_WORK REQUIRED_. From the line below that contains "Task — mark the cobblestone" to the line that contains "Task — mark the short", repeat every line exactly, both ends included, and nothing else.
·····
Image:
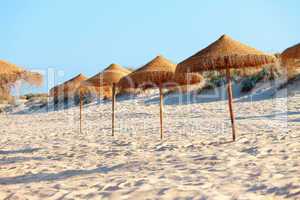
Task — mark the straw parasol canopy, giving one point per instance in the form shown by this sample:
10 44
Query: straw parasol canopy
11 73
159 72
109 76
68 88
290 59
104 81
224 54
291 53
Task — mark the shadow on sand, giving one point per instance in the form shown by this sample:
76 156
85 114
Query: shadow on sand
26 150
41 177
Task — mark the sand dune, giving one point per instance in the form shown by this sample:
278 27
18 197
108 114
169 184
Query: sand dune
43 155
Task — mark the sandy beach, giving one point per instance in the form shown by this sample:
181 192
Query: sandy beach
43 155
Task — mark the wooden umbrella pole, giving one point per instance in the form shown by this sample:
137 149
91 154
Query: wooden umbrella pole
80 111
161 111
113 108
229 91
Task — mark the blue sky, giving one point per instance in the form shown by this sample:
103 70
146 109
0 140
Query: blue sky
73 36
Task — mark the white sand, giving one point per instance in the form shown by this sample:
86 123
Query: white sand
43 156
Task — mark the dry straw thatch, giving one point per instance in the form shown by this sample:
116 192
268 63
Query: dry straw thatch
112 74
290 59
291 53
102 82
224 53
68 88
159 72
11 73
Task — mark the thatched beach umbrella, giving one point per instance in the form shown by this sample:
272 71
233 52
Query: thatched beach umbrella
224 54
158 73
109 77
11 73
68 88
291 53
290 58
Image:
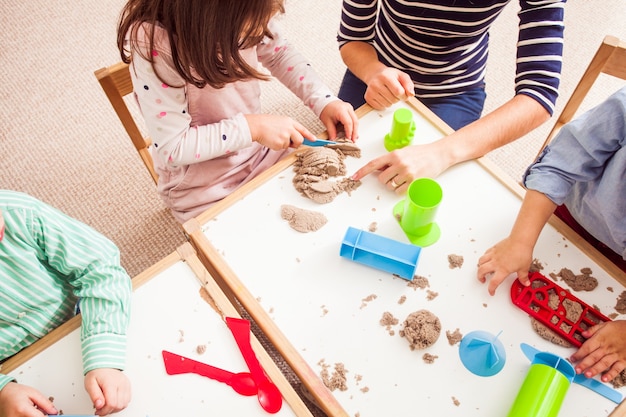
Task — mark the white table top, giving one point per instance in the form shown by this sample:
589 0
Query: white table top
316 297
168 313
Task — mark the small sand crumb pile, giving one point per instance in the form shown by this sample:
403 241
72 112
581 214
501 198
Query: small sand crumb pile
302 220
455 261
454 337
535 266
367 299
428 358
421 329
315 166
389 320
431 295
620 306
338 378
582 282
418 282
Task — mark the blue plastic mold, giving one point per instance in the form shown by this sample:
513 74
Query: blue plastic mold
482 353
380 252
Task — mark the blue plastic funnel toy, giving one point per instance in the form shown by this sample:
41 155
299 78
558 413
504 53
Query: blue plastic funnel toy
482 353
380 252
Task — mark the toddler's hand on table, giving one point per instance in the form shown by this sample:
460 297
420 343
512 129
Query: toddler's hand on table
503 259
276 132
109 390
603 351
339 112
17 400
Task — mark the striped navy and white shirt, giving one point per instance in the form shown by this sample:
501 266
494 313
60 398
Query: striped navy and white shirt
443 44
48 262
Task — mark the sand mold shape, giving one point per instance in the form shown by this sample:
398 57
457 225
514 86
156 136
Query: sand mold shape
317 166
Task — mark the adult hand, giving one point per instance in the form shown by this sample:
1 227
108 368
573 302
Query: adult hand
17 400
400 167
388 86
604 351
506 257
276 132
109 390
339 111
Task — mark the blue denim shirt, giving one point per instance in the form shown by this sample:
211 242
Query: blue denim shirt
584 167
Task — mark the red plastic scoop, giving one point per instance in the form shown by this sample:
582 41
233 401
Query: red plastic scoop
269 396
241 382
556 308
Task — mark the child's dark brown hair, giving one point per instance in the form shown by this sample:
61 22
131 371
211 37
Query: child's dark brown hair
206 36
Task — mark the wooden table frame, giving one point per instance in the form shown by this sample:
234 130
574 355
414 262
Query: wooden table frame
231 284
220 303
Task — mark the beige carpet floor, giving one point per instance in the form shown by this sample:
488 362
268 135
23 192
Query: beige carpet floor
61 142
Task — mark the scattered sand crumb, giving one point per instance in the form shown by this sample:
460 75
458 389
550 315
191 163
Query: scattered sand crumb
535 266
367 299
302 220
454 337
455 261
431 295
428 358
421 329
547 333
338 378
620 306
389 320
581 282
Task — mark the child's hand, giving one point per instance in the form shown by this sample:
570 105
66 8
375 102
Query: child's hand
109 390
500 261
17 400
603 351
276 132
339 112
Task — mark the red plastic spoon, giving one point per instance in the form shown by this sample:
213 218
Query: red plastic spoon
269 395
241 382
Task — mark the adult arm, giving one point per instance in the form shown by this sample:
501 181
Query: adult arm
512 120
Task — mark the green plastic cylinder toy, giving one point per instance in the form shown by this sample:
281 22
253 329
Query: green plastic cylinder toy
402 130
544 388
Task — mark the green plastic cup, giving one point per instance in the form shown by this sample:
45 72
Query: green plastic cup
544 388
416 213
402 130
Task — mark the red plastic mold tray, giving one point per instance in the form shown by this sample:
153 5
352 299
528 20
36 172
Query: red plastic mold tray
549 303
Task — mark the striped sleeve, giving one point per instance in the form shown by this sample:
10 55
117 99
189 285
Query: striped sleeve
540 51
92 264
358 21
65 261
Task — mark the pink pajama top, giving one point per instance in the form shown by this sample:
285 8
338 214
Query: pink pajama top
202 146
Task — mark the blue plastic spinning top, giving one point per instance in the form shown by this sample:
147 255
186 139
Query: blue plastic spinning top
482 353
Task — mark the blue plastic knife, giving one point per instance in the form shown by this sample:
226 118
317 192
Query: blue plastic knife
581 379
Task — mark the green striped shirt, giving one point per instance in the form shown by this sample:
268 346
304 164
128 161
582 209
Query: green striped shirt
49 263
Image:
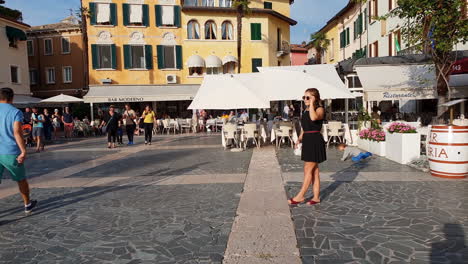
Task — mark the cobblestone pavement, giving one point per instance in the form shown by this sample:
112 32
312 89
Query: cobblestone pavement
421 221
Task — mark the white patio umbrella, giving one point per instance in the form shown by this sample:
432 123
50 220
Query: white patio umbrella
62 98
283 85
223 92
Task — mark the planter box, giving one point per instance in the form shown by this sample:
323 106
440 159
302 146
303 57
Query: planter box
403 148
377 148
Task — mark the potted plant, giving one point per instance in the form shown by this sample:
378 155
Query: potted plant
404 143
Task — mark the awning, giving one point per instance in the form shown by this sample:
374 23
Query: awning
224 92
15 33
229 58
139 93
213 61
407 82
195 61
25 100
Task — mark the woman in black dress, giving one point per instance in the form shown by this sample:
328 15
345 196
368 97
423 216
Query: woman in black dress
313 146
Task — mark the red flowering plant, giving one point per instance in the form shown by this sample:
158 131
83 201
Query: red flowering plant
401 128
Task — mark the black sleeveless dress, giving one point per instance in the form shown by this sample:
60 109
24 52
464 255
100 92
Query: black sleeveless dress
313 145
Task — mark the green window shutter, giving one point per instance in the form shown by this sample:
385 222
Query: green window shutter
145 15
158 10
113 19
94 56
92 11
127 57
126 13
149 57
114 56
160 54
256 63
179 57
177 16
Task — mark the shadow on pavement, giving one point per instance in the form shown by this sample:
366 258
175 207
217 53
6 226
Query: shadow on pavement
453 249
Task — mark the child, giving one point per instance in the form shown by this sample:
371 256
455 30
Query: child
119 133
353 152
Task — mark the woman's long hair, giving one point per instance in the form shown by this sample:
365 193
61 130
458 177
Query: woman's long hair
315 92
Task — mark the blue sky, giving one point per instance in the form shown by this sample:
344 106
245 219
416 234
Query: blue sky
310 14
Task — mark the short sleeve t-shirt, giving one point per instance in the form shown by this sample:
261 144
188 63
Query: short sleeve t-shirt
8 115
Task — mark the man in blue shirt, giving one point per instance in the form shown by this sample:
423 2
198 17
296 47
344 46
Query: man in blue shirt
12 147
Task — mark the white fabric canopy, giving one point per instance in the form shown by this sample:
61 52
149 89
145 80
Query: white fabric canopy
223 92
103 13
62 98
213 61
195 61
136 13
229 58
280 85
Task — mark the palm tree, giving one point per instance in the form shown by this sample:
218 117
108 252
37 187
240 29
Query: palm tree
320 43
242 7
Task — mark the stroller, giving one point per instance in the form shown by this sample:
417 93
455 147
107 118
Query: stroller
27 135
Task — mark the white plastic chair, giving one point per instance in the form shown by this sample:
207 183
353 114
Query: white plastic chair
250 132
335 131
284 132
230 133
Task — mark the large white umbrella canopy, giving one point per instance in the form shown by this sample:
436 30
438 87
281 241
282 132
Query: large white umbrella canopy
62 98
223 92
282 85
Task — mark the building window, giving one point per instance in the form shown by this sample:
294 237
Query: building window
225 3
256 31
67 74
255 64
229 67
227 30
48 47
193 30
33 76
50 75
210 30
65 45
30 47
14 74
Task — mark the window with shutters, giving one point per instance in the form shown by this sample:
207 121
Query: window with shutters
256 31
48 47
30 48
50 75
104 55
210 30
65 45
67 74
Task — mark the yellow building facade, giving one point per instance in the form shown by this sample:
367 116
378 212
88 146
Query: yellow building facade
159 50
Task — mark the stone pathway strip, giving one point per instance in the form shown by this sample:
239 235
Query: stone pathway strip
262 231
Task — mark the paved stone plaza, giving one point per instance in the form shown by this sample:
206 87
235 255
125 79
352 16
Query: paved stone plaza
187 200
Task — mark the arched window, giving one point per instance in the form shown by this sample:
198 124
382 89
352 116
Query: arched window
227 31
210 30
193 30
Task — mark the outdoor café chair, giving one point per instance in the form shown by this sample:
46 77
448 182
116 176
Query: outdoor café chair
250 132
284 132
335 131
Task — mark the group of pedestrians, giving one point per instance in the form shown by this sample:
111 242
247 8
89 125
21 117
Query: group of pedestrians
113 124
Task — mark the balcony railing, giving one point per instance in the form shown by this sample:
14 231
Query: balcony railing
208 3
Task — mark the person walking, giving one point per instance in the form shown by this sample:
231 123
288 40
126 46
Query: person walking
313 146
67 120
129 117
149 118
38 121
12 147
110 123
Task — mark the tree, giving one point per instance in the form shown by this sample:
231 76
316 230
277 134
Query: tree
242 7
320 42
435 27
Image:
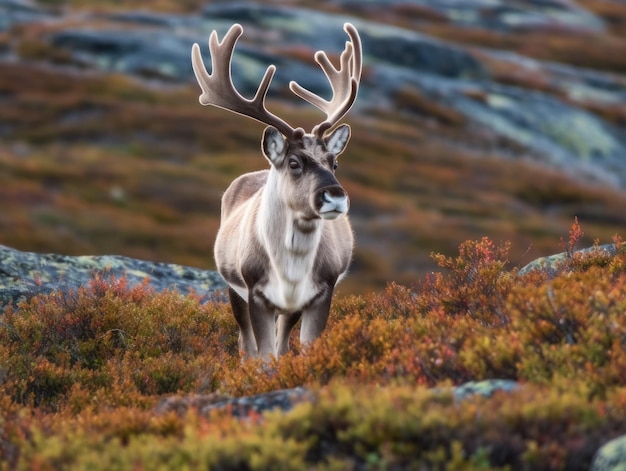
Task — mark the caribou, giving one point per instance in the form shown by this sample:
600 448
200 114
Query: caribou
284 240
·····
_ANSWER FOR THE TASK_.
Task — mark the cobblestone pavement, giving one point per instance in the form shown by this sample:
112 32
312 89
Query: cobblestone pavement
421 221
Task — mark the white patio umbrella, giving one point per instance in the form shown by this sample:
432 123
50 220
Query: white patio umbrella
62 98
283 85
223 92
Task — mark the planter box, giving one point per instance in the form shown by this sample:
323 106
440 159
302 146
303 57
Query: planter box
403 148
377 148
Task — mark the potted plant, giving one point per instance in the form shown by this sample:
378 155
Query: potted plant
404 143
Task — mark the awning, giving one point per instance in the form shown by this sample:
374 23
Query: awning
224 92
15 33
229 58
139 93
213 61
407 82
195 61
25 100
Task — mark the woman in black dress, giving one point per instance in the form shown by this sample:
328 15
345 196
368 97
423 216
Query: woman in black dress
313 146
Task — mark the red flowering plant, giving one point per instance in the form shown by this sample:
158 131
83 201
Query: red flowering plant
401 128
Task — mark the black sleeveless dress, giving one point per instance in the form shown by this sample:
60 109
24 52
464 255
100 92
Query: black sleeveless dress
313 145
Task — mark the green window shutter, giving one point per instance in the form shown by this sample:
385 222
Query: green window shutter
145 15
158 10
113 19
94 56
92 11
127 57
126 13
149 57
114 56
160 54
256 63
179 57
177 16
Task — mark the shadow on pavement, giving one point per instance in the form shown by this sample:
366 258
175 207
217 53
6 226
Query: shadow on pavement
453 249
Task — mark the child, giving one point per instance in the form shown by this sample:
371 256
455 30
Query: child
119 133
353 152
Task — mark the woman's long hair, giving one point per instance in the form shown by this sample:
365 193
61 130
458 177
Query: woman's long hair
315 92
Task — mark the blue sky, giving one point per instance in the form shown by this sample:
344 106
245 219
416 234
Query: blue sky
310 14
Task — mark the short sleeve t-shirt, giving one point per instance in the form shown by this sample:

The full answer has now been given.